**Data records**.
========
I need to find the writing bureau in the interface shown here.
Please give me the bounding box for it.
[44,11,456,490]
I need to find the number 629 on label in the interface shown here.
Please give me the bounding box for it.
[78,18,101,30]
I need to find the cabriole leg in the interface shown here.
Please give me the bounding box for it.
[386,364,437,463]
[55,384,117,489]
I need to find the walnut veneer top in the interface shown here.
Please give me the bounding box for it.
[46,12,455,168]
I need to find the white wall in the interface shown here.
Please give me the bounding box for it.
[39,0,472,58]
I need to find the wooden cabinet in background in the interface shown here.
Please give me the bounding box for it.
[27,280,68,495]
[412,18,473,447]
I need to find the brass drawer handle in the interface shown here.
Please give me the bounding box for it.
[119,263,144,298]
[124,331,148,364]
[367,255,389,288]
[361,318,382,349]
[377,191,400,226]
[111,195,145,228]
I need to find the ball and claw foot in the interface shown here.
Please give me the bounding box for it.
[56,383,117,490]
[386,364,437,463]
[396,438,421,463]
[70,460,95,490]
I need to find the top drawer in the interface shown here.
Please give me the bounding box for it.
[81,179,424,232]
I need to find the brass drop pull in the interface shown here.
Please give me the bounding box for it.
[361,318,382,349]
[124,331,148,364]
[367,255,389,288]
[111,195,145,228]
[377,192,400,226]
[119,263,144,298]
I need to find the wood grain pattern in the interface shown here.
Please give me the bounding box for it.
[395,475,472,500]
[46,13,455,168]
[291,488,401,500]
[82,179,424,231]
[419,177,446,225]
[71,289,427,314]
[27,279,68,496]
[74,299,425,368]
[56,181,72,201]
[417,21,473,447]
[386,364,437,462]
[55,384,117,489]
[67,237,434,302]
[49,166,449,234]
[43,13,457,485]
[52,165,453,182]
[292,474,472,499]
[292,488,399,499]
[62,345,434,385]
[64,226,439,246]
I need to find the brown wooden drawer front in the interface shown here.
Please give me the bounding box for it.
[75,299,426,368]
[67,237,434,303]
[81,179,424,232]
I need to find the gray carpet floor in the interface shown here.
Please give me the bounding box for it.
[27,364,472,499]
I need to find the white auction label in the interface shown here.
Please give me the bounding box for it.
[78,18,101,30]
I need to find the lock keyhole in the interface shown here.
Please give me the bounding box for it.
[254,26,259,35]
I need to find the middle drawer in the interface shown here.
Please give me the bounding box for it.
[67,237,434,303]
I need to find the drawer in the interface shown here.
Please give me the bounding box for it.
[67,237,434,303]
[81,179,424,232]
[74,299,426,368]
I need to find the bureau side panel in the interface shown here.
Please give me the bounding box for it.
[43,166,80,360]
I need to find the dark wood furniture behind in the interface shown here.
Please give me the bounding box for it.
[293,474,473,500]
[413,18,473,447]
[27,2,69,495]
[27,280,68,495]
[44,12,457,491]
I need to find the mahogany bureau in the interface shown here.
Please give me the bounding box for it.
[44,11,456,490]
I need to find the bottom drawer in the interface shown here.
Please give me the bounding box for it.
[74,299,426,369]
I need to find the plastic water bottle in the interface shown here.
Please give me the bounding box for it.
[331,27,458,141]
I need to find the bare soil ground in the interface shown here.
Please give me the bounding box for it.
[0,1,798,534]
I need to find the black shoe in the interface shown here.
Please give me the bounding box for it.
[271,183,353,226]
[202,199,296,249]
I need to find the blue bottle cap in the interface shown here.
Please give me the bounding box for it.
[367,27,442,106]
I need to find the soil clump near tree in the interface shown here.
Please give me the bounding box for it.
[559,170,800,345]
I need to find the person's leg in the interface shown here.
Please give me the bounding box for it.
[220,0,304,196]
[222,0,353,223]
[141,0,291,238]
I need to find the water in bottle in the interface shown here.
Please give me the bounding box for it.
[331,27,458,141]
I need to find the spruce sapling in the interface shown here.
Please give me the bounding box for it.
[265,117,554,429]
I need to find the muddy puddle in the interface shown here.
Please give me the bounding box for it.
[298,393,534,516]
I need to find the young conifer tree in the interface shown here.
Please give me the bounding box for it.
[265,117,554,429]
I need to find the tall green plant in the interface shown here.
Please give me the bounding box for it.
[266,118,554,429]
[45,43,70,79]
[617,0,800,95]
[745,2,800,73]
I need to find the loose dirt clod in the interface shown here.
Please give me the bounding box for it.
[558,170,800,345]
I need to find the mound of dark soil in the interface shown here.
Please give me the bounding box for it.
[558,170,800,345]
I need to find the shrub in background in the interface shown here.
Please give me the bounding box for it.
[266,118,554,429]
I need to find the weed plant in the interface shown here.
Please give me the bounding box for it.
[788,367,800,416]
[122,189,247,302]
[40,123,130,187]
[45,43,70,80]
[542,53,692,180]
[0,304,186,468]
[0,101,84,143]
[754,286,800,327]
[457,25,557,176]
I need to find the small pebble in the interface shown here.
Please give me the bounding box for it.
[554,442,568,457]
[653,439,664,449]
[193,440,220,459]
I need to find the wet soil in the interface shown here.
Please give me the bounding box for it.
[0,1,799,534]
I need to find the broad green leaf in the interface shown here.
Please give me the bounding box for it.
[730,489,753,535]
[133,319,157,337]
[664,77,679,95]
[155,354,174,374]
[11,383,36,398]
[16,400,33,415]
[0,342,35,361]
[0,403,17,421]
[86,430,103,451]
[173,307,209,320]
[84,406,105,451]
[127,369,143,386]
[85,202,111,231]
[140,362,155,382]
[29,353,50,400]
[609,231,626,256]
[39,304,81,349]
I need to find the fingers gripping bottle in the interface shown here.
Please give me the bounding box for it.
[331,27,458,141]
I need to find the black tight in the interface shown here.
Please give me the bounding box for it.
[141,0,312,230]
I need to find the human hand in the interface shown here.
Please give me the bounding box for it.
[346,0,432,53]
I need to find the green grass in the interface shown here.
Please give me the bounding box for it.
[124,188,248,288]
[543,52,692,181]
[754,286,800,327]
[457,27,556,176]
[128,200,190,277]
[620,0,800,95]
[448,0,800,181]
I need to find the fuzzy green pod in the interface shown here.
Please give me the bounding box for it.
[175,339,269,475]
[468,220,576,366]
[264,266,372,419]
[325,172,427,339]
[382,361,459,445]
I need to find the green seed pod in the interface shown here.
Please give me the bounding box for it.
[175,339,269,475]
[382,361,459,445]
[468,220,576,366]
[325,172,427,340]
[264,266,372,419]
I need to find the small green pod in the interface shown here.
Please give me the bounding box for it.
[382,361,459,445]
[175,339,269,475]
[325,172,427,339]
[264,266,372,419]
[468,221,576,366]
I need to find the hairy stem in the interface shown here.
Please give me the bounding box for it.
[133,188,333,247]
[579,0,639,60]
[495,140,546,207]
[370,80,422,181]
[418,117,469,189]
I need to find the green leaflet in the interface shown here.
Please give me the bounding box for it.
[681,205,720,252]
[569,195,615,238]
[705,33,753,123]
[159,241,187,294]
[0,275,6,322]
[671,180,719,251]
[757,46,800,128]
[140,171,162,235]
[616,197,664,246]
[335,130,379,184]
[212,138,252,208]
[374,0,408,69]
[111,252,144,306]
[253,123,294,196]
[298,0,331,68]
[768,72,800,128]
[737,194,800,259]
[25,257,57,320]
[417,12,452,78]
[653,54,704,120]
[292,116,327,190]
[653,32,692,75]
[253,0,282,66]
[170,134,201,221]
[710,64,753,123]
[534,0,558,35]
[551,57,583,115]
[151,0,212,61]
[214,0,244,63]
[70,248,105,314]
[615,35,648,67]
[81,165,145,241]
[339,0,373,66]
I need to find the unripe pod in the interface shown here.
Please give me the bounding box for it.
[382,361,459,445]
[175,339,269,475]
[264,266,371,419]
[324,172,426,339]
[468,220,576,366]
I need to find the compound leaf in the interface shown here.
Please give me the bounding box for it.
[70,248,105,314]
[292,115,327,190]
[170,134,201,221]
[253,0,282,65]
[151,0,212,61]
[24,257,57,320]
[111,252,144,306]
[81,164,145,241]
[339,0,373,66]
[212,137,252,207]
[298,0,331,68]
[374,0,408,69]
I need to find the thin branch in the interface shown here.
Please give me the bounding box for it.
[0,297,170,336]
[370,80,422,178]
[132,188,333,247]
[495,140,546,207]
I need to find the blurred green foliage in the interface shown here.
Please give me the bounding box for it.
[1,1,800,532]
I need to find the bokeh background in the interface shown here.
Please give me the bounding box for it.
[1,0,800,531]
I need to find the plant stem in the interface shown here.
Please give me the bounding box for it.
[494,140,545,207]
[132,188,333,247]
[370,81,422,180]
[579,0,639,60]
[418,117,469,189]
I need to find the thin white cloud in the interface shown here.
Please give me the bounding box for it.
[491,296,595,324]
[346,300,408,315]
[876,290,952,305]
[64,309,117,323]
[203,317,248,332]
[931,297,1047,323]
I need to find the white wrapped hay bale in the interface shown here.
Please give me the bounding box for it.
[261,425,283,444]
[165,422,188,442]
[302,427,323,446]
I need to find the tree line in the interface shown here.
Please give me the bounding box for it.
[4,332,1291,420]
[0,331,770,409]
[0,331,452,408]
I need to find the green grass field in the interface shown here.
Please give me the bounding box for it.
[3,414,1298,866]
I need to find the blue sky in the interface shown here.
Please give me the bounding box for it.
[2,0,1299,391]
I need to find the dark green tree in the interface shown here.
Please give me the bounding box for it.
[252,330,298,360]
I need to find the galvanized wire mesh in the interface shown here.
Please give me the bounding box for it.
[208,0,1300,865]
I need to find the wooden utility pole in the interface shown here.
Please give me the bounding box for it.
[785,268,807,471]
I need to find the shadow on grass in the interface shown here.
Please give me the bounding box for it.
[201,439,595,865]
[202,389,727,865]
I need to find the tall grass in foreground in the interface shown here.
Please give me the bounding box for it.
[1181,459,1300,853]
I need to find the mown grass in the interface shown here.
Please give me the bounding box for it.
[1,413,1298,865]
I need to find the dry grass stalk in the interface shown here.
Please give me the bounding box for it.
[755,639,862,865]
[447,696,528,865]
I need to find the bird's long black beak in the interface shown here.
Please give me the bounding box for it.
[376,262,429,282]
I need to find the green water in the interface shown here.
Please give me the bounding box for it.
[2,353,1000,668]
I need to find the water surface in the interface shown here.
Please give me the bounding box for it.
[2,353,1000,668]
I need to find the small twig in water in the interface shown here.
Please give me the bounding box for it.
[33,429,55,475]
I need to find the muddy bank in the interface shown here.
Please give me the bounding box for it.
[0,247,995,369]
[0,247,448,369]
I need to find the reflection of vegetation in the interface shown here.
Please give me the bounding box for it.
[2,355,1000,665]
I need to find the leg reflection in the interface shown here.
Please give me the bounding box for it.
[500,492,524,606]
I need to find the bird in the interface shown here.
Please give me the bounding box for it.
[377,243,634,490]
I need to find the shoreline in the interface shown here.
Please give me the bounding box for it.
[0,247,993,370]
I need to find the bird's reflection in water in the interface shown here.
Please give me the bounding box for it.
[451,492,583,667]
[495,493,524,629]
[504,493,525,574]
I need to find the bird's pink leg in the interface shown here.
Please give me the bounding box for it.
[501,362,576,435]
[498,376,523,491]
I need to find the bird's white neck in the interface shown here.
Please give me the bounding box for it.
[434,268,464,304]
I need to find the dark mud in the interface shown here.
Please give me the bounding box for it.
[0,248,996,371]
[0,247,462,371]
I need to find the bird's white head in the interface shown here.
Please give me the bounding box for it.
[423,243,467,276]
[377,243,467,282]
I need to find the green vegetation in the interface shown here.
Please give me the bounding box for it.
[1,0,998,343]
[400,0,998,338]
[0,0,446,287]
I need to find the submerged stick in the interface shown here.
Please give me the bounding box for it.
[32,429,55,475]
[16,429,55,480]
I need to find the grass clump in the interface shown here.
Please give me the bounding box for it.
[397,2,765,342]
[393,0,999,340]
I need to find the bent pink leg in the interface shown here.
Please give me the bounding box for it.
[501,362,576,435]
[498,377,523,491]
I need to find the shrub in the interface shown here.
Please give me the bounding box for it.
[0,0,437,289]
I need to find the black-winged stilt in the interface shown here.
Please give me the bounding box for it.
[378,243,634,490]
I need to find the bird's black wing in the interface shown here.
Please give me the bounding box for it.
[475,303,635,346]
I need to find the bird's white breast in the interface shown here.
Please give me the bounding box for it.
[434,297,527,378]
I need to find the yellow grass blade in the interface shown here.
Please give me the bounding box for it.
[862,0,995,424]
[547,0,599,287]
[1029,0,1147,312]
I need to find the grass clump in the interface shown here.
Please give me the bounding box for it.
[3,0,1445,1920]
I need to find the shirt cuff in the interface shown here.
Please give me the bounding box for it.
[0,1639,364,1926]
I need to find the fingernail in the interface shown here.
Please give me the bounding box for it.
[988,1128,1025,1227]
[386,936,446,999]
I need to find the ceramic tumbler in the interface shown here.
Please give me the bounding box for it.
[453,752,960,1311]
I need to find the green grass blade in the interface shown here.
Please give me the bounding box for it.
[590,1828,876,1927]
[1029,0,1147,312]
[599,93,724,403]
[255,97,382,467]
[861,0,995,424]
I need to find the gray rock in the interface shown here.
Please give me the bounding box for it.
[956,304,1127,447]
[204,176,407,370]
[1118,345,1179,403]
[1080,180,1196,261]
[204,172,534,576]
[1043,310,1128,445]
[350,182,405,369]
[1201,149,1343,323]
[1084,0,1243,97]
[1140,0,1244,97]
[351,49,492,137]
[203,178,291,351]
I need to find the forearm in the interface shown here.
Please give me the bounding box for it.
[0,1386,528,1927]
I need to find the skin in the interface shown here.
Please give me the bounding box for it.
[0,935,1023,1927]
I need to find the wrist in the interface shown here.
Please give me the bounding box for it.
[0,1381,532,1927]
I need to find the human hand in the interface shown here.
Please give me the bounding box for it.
========
**Exercise requirements**.
An exact copy of the lines above, from the one containing "I need to find the bird in" through the one containing "I need to find the dark mud", is the whole of the answer.

**Answer for the task**.
I need to find the bird in the interface shown here.
Please give me the bounding box for it.
[377,243,634,490]
I need to find the shoreline in the interface shown here.
Please give me the bounding box for it.
[0,247,993,370]
I need to find the bird's reflection in water in the interface shown here.
Please give me the bounding box for it.
[451,492,583,667]
[495,493,524,629]
[504,493,525,574]
I need to find the bird's pink leg in the interface shown here.
Please give me the bounding box for it.
[501,362,576,435]
[498,376,523,491]
I need to find the bird's white neck in the interface shown here.
Please give me the bounding box for it.
[434,268,464,304]
I need to find the dark mud in the interface shown here.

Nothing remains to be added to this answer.